Quando pensiamo all’uomo morale non dobbiamo necessariamente immaginare un uomo che osserva tutte le leggi e fa tutto il suo dovere. Se restringiamo il termine « morale» a ciò che è obbligatorio, lo pri­viamo di molto del suo significato. Abbiamo stabilito una relazione fra l’uomo e la legge piuttosto che fra l’uomo e Dio o il suo Fratello.

 

Amare un Fratello perché si ha il do­vere di farlo, è una cosa completamente di­versa dall’amarlo perché lo si considera de­gno di amore. La luce della fede, della spe­ranza e della carità ci fanno scoprire cose come queste, ma non ci garantiscono, di conseguenza, il desiderio di comunione con gli altri.

 

Studiando le Virtù Morali è importan­tissimo riflettere nella preghiera a ciò che dice Paolo nella lettera ai Romani.

 

Come la fede, la speranza e la carità, le Virtù Morali sono principi o radici da  cui deriva la nostra vita di unione con gli altri. Viste come principi, piuttosto che co­me obblighi, le Virtù Morali ci aiutano a darci una direzione e ad andare incontro agli altri.

 

La vita che sgorga da queste radici è una vita d’amore. Questa vita d’amore è «morale» quando la nostra risposta agli altri come figli di Dio è profonda, appro­priata e adeguata.

 

Nell’insegnamento di San Paolo, un uomo è considerato morale quando è aperto al­l’altro nella maniera giusta, cioè quando la sua risposta è illuminata dalla luce della fede, della speranza e dell’amore, e quando il suo desiderio di unione con gli altri è guidato dalle Virtù Morali. Quando ci sfor­ziamo di diventare una cosa sola con gli altri, come il Padre e il Figlio sono una cosa sola, tale sforzo è morale se i nostri rapporti sono ispirati ai doni della pru­denza, della giustizia, della fortezza e della temperanza.

 

 

La prudenza

 

Per essere figli di Dio dobbiamo essere prudenti. Dal momento che Dio ci ha chie­sto di essere suoi figli e di ricevere il suo Spirito, Egli ci deve dare anche il potere e la capacità di accettare questi doni. Questo potere soprannaturale, è una virtù infu­saci nel Battesimo.

-.-.-

Esercizi:
[1] Quali doni devono ispirare i nostri rapporti con gli altri perché lo sforzo di unione sia morale, secondo il brano sulle virtù morali?
[2] Riprendi il brano sulle virtù morali a partire dalla sua ultima frase.

Estratti di dataset per l'etichettatura di punti:

-.-.-

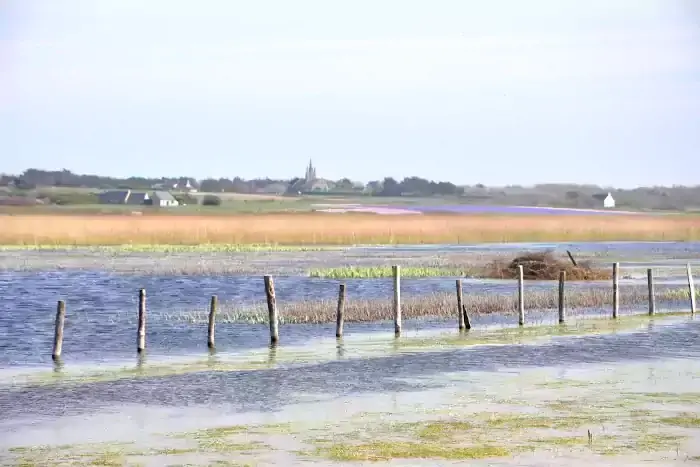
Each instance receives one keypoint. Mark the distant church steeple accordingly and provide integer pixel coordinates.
(310, 172)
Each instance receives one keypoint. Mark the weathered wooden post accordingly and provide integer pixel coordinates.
(141, 332)
(213, 305)
(691, 289)
(650, 284)
(460, 305)
(272, 309)
(396, 270)
(562, 284)
(521, 296)
(340, 316)
(58, 331)
(616, 289)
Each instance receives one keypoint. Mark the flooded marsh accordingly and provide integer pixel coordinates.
(593, 390)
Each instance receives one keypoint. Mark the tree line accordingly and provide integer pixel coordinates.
(34, 178)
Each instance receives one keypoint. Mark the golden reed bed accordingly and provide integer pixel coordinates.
(335, 229)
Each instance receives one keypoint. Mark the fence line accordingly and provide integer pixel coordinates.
(463, 320)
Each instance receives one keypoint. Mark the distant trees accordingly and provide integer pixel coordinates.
(31, 184)
(416, 186)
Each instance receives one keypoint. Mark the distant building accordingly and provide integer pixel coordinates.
(138, 198)
(310, 175)
(163, 199)
(158, 198)
(274, 189)
(609, 202)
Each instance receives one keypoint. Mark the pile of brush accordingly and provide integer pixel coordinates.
(545, 266)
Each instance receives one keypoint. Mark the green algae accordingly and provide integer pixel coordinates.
(387, 450)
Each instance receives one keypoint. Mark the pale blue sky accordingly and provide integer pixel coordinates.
(490, 91)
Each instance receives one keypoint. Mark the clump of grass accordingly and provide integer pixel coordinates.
(375, 272)
(544, 266)
(438, 305)
(522, 421)
(684, 420)
(348, 229)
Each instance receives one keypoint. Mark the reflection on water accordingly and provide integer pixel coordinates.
(272, 389)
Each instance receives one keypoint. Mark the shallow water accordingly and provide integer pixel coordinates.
(344, 398)
(102, 305)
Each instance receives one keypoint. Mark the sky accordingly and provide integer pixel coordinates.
(497, 92)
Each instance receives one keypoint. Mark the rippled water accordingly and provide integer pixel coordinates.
(368, 370)
(101, 305)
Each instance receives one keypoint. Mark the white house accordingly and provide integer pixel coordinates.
(163, 199)
(609, 202)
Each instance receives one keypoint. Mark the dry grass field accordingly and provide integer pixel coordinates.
(318, 229)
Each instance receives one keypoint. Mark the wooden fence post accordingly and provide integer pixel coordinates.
(562, 283)
(340, 316)
(213, 305)
(58, 331)
(460, 305)
(691, 289)
(616, 289)
(141, 332)
(272, 309)
(650, 284)
(521, 296)
(397, 299)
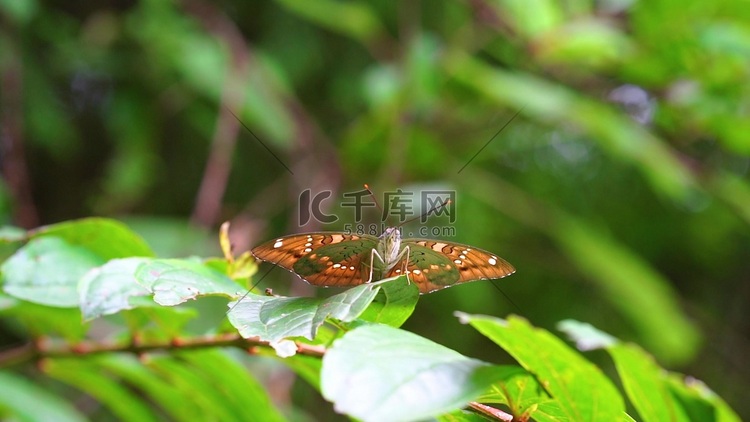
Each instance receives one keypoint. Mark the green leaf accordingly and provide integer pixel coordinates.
(581, 390)
(394, 303)
(110, 288)
(377, 372)
(21, 400)
(107, 238)
(42, 320)
(645, 384)
(655, 393)
(517, 389)
(240, 390)
(47, 271)
(307, 367)
(174, 281)
(121, 283)
(274, 319)
(11, 234)
(700, 403)
(123, 403)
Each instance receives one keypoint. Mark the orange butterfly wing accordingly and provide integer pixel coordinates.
(322, 259)
(435, 265)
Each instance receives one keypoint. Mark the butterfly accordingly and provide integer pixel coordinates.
(342, 260)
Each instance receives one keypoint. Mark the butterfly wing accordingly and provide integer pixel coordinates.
(322, 259)
(435, 265)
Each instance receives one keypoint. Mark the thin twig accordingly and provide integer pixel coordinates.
(30, 352)
(491, 412)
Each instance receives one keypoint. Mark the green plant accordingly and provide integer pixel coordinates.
(64, 283)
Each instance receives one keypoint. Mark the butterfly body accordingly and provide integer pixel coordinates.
(341, 259)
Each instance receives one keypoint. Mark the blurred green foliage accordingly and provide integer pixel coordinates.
(620, 193)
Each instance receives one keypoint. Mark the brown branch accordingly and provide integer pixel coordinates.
(219, 164)
(30, 351)
(491, 412)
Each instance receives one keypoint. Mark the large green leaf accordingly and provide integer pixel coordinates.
(699, 401)
(174, 281)
(376, 372)
(47, 271)
(106, 238)
(21, 400)
(582, 392)
(41, 320)
(644, 383)
(393, 304)
(110, 288)
(275, 319)
(121, 283)
(519, 390)
(656, 394)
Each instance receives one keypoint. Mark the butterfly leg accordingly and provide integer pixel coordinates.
(405, 268)
(373, 254)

-.-.-

Risposte scritte:
[1] La prudenza, la giustizia, la fortezza e la temperanza.

[2]
Molte cose terribili sono accadute alla virtù della Prudenza col passare degli anni. E’ diventata per molti una virtù superfi­ciale. Come la fede, quindi, anche la pru­denza ha bisogno di un Rinnovamento. L’uomo prudente, come lo si intende oggi, è una persona cauta piuttosto che una per­sona decisa. Si preoccupa costantemente di ciò che gli altri diranno o penseranno. E’ inclinato a calcolare anche in modo astuto, come si fa in politica. Si tiene sempre in guardia, cercando di proteggersi, non si espone e non rivela mai ciò che sta nel suo intimo. Nessuno sa esattamente, dove quest’uomo stia. Ha dimenticato che cosa sia una vita governata da un principio. Rap­presenta la pienezza della debolezza umana, e da questa debolezza egli cerca di con­trollare tutto e tutti, per la sua soddisfa­zione e per i suoi interessi personali.

 

Abbiamo anche noi tanti di questi «prudenti» nel nostro Ordine. Sono abbastanza intelligenti da vedere le debolezze degli altri e, attraverso queste debolezze, essi cercano di controllare i loro simili e di manipolarli.

 

Se per esempio un Superiore è così de­bole da prestarsi al pettegolezzo, da ascol­tare chi calunnia e parla male degli altri, questo Superiore viene facilmente usato e « controllato » dai cosiddetti prudenti. Se un superiore si lascia intimorire da sottili minacce, magari da ricatti velati, allora i cosiddetti prudenti riescono a tenerlo sotto controllo. I cosiddetti prudenti fanno uso di «suggestioni», di allusioni e di mezze verità. La loro prudenza consiste essenzial­mente nella loro capacità di far apparire queste mezze verità come plausibili. Mani­polano gli altri e ne controllano il cervello, facendo loro vedere solo parte della verità, in modo tale da cancellarne la verità in­teriore.

 

Solo la pienezza della verità ci può li­berare.

 

Quando siamo obbligati a usare mezze verità, rischiamo di lasciarci controllare dai cosiddetti «prudenti». E allora diventiamo Superiori che non solo permettono, ma direi aiutano questi «prudenti» a control­lare gli altri facendo uso dell’autorità.

 

La prudenza soprannaturale, però, è tut­t’altra cosa. E’ un dono meraviglioso che ci rende capaci di prendere la giusta deci­sione circa un passo da fare, se vogliamo rimanere liberi. La nostra fede ci insegna che, come figli di Dio, la nostra meta è di vivere in comunione limpida con gli altri. La prudenza soprannaturale ci detta ciò che dobbiamo fare per raggiungere questa meta. Se la meta è l’unione con gli altri e con Dio, l’azione giusta è quella ispirata dalla comprensione e dall’amore. Un Fratello ve­ramente prudente sarà pronto a correre tutti i rischi necessari per capire, amare e aiutare un altro Fratello. Sarà pronto anche a rischiare per essere capito e amato dal Fratello.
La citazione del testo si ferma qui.